Stated goal A:
Pull out every line of the records that contains the word "wooden".

Extract:
● ● ● ● ●

It’s beyond the scope of this chapter or the book to get into the detailed syntax and semantics of all the Pig commands. However, I will walk through a few steps in one of the scripts in the tutorial. That should give you a flavor of Pig scripts.

You will find four scripts in the tutorial/scripts directory. These files are as follows:

  • script1-hadoop.pig
  • script1-local.pig
  • script2-hadoop.pig
  • script2-local.pig

The *-local scripts run jobs locally and the *-hadoop scripts run the job on a Hadoop cluster. The tutorial manipulates sample data from the Excite search engine log files. In script1-local.pig you will find a script that finds search phrases of a higher frequency at certain times of the day. The initial lines in this script register variables and load data for Pig. Soon after, the data is manipulated to count the frequency of n-grams. A snippet from the example is as follows:

-- Call the NGramGenerator UDF to compose the n-grams of the query.
ngramed1 = FOREACH houred GENERATE user, hour,
  flatten(
  org.apache.pig.tutorial.NGramGenerator(query))

● ● ● ● ●

(Collected data)
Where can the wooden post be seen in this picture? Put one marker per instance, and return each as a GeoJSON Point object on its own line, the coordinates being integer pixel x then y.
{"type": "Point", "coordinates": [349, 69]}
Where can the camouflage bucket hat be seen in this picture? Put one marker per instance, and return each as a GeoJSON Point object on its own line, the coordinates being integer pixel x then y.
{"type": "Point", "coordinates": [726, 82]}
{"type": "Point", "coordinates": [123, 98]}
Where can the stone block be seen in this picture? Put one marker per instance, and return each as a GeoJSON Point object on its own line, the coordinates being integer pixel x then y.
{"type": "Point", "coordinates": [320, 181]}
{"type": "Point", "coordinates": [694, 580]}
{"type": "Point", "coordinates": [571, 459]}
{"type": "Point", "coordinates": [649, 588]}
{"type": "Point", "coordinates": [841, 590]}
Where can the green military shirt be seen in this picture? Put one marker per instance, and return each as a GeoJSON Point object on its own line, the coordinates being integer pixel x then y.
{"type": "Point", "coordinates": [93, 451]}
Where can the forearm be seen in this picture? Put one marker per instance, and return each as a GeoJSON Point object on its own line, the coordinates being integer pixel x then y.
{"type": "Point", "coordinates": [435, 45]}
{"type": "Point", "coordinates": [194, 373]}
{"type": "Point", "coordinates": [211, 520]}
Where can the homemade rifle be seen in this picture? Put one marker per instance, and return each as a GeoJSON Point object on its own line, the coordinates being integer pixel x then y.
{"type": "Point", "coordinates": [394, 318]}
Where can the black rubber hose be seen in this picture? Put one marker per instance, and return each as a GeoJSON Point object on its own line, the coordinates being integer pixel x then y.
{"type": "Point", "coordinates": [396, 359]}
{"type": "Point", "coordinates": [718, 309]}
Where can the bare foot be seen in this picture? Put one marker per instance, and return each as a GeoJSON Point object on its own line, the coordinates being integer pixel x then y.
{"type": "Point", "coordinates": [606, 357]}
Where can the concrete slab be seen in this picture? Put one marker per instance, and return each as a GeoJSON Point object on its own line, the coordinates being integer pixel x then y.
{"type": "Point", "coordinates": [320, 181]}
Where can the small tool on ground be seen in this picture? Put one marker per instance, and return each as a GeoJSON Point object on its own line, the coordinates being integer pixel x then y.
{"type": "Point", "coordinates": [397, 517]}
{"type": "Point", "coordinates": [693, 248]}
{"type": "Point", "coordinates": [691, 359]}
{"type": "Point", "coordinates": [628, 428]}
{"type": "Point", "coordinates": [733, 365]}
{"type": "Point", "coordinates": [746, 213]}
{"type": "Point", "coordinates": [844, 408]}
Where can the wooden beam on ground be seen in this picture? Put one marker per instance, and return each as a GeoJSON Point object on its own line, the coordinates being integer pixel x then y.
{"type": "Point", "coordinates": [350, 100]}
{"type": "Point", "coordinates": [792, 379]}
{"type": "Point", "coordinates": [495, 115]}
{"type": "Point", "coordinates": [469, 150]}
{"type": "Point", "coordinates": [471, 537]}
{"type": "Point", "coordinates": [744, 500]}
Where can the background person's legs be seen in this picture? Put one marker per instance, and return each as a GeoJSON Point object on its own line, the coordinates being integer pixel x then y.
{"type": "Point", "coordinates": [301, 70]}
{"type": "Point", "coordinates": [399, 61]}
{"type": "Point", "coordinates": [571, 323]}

● ● ● ● ●

Stated goal B:
Answer these questions from the Pig tutorial extract:
(i) How many scripts does the tutorial/scripts directory hold?
(ii) Where do the *-hadoop scripts run the job?
(iii) Which UDF does the snippet call to compose the n-grams of the query?

Expected answer A:
Where can the wooden post be seen in this picture? Put one marker per instance, and return each as a GeoJSON Point object on its own line, the coordinates being integer pixel x then y.
Where can the wooden beam on ground be seen in this picture? Put one marker per instance, and return each as a GeoJSON Point object on its own line, the coordinates being integer pixel x then y.

Expected answer B:
(i) Four.
(ii) On a Hadoop cluster.
(iii) NGramGenerator.